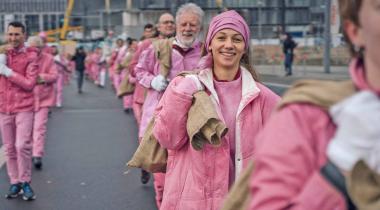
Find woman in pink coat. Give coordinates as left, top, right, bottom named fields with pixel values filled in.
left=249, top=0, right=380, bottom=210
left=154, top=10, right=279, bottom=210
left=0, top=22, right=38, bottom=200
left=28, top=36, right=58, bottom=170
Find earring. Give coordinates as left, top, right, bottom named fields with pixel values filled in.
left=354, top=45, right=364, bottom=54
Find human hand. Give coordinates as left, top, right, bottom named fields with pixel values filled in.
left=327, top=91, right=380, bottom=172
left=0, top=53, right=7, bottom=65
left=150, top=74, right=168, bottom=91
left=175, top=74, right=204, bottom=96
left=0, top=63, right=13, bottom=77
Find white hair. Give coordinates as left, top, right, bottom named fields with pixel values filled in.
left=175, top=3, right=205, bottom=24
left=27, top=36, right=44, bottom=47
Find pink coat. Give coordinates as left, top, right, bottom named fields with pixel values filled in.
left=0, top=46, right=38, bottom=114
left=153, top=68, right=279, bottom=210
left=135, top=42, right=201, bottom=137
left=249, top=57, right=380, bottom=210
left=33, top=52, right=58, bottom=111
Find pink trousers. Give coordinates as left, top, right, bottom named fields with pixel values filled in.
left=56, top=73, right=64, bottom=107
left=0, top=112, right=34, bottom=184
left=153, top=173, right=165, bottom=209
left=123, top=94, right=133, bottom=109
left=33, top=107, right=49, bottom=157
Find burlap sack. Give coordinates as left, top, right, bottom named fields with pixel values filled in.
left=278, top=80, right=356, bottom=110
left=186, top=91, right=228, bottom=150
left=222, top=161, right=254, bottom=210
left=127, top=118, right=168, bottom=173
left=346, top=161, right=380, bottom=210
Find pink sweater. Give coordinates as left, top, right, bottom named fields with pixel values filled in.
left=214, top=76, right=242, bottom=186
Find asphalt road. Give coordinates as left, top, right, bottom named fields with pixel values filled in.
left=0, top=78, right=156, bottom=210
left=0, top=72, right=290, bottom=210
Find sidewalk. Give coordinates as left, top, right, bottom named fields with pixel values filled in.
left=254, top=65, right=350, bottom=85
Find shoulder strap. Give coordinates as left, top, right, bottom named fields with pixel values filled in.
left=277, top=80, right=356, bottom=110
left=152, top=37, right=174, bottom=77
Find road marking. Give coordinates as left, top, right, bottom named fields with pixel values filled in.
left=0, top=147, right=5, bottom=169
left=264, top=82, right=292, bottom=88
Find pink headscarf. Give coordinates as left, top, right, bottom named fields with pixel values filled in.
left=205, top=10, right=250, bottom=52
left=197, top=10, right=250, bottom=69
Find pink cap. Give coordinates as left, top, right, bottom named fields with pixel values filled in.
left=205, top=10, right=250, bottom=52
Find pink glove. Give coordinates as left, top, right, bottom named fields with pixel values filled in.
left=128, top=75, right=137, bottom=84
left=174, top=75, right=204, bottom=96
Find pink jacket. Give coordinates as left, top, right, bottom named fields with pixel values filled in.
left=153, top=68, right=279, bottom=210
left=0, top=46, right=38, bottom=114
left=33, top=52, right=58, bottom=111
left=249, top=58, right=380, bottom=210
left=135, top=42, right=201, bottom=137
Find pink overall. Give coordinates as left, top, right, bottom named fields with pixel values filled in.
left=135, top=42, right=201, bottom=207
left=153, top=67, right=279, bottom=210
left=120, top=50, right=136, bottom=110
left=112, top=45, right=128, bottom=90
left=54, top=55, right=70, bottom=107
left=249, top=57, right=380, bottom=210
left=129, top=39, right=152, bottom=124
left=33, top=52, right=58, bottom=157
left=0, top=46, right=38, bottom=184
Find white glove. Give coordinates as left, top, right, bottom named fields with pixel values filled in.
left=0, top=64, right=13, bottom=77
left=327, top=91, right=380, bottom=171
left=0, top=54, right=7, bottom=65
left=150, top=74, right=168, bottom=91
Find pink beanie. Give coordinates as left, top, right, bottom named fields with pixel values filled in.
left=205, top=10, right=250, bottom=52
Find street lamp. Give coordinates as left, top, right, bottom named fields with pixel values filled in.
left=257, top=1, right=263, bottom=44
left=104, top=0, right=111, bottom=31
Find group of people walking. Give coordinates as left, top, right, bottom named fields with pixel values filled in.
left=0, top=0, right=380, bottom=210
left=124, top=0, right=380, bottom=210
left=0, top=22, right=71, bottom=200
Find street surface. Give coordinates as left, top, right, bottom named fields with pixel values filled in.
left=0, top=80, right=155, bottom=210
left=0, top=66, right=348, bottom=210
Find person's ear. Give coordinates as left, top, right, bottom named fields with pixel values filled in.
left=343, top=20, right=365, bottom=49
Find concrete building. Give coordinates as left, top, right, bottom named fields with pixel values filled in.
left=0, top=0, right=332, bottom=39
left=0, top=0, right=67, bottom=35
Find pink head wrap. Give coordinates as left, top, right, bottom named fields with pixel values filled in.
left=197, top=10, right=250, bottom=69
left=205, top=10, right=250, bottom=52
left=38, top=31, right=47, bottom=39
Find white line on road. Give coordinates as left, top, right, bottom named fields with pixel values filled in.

* **To do**:
Can you turn all the entries above into a numbered list, one line per item, with blank lines dropped and the pictures left out?

* **Final result**:
1. Find woman in pink coat. Give coordinates as left, top, right, bottom named fields with pixel values filled in.
2. left=249, top=0, right=380, bottom=210
3. left=154, top=10, right=279, bottom=210
4. left=0, top=22, right=38, bottom=200
5. left=28, top=36, right=58, bottom=170
6. Find earring. Give coordinates as left, top, right, bottom named fields with pixel values filled in.
7. left=354, top=45, right=364, bottom=54
8. Find human hand. Give coordinates as left, top, right, bottom named fields with pixel values filled in.
9. left=327, top=91, right=380, bottom=172
10. left=0, top=53, right=7, bottom=65
11. left=150, top=74, right=168, bottom=91
12. left=175, top=74, right=204, bottom=96
13. left=0, top=63, right=13, bottom=77
14. Find white hair. Give coordinates as left, top, right, bottom named fields with pixel values filled in.
15. left=175, top=3, right=205, bottom=24
16. left=27, top=36, right=44, bottom=47
17. Find pink coat. Give coordinates as left, top, right, bottom named fields with pixel values filled in.
18. left=0, top=46, right=38, bottom=114
19. left=153, top=68, right=279, bottom=210
20. left=135, top=42, right=201, bottom=137
21. left=249, top=57, right=380, bottom=210
22. left=33, top=52, right=58, bottom=111
23. Find pink trousers. Give coordinates as left, top, right, bottom named fields with pixel values filled in.
24. left=56, top=73, right=64, bottom=107
25. left=0, top=112, right=34, bottom=184
26. left=153, top=173, right=165, bottom=209
27. left=123, top=94, right=133, bottom=109
28. left=33, top=107, right=49, bottom=157
29. Find burlap sack. Give coordinates as left, top, right, bottom named fields with pixel values filled in.
30. left=278, top=80, right=356, bottom=110
31. left=186, top=91, right=228, bottom=150
32. left=222, top=161, right=254, bottom=210
33. left=127, top=118, right=168, bottom=173
34. left=346, top=161, right=380, bottom=210
35. Find pink sweater. Give coordinates as left, top, right, bottom named fields with pixel values filled in.
36. left=214, top=76, right=242, bottom=186
37. Find asphalt road. Give coordinates as left, top, right, bottom named fields with pixel values filled in.
38. left=0, top=78, right=156, bottom=210
39. left=0, top=72, right=290, bottom=210
40. Find sidewalk. Give coordinates as left, top, right, bottom named fields with pixel values filled in.
41. left=254, top=65, right=350, bottom=85
42. Find shoulder strap. Give coordinates as left, top, right, bottom named fields with pixel values filled in.
43. left=277, top=80, right=356, bottom=110
44. left=152, top=37, right=174, bottom=77
45. Find road marking. Give coordinates as left, top, right, bottom named fields with pixel values filled in.
46. left=0, top=147, right=5, bottom=169
47. left=264, top=82, right=292, bottom=88
48. Find pink headscarf. Give coordinates as left, top, right, bottom named fields with pixel values filled in.
49. left=205, top=10, right=250, bottom=52
50. left=197, top=10, right=250, bottom=69
51. Find pink cap. Give coordinates as left, top, right, bottom named fields with pixel values filled in.
52. left=205, top=10, right=250, bottom=52
53. Find pink glove. Give coordinates as left, top, right, bottom named fields with pixel values filled in.
54. left=128, top=75, right=137, bottom=84
55. left=174, top=75, right=204, bottom=96
56. Find pink jacket. Give coordinates as left, top, right, bottom named fields with pixel values filled in.
57. left=153, top=68, right=279, bottom=210
58. left=0, top=46, right=38, bottom=114
59. left=33, top=52, right=58, bottom=111
60. left=249, top=58, right=380, bottom=210
61. left=135, top=42, right=201, bottom=137
62. Find pink overall. Give coordinates as left, top, right, bottom named fields with pixel values filled in.
63. left=135, top=42, right=201, bottom=207
64. left=153, top=67, right=279, bottom=210
65. left=120, top=50, right=136, bottom=110
66. left=112, top=45, right=128, bottom=90
67. left=54, top=55, right=70, bottom=107
68. left=249, top=57, right=380, bottom=210
69. left=129, top=39, right=152, bottom=124
70. left=33, top=52, right=58, bottom=157
71. left=0, top=46, right=38, bottom=184
72. Find white glove. Give coordinates as left, top, right, bottom named fields with pixel values filled in.
73. left=0, top=64, right=13, bottom=77
74. left=327, top=91, right=380, bottom=171
75. left=0, top=54, right=7, bottom=65
76. left=150, top=74, right=168, bottom=91
77. Find pink beanie. Give coordinates as left, top, right, bottom named fields with pixel values filled in.
78. left=205, top=10, right=250, bottom=52
79. Find street lamp. Give coordinates as left, top, right, bottom named fields with pixel values filled in.
80. left=257, top=1, right=263, bottom=44
81. left=104, top=0, right=111, bottom=31
82. Find group of people walking. Give coordinates as left, top, right, bottom named fields with pixel values filled in.
83. left=0, top=0, right=380, bottom=210
84. left=124, top=0, right=380, bottom=210
85. left=0, top=22, right=71, bottom=200
86. Find street surface. Give coordinates as left, top, right, bottom named fields with pixel values filled in.
87. left=0, top=80, right=155, bottom=210
88. left=0, top=66, right=348, bottom=210
89. Find person's ear. Give coordinates as left, top, right, bottom named fields with pixel values filled in.
90. left=343, top=20, right=365, bottom=49
91. Find concrete building. Give coordinates as left, top, right, bottom named fields with pixel values filled in.
92. left=0, top=0, right=332, bottom=39
93. left=0, top=0, right=67, bottom=35
94. Find pink head wrap. Give coordinates as left, top, right, bottom named fields with pixel values filled in.
95. left=197, top=10, right=250, bottom=69
96. left=205, top=10, right=250, bottom=52
97. left=38, top=31, right=47, bottom=39
98. Find white line on road. Give coordinates as left, top, right, bottom named fields with pixel values filled in.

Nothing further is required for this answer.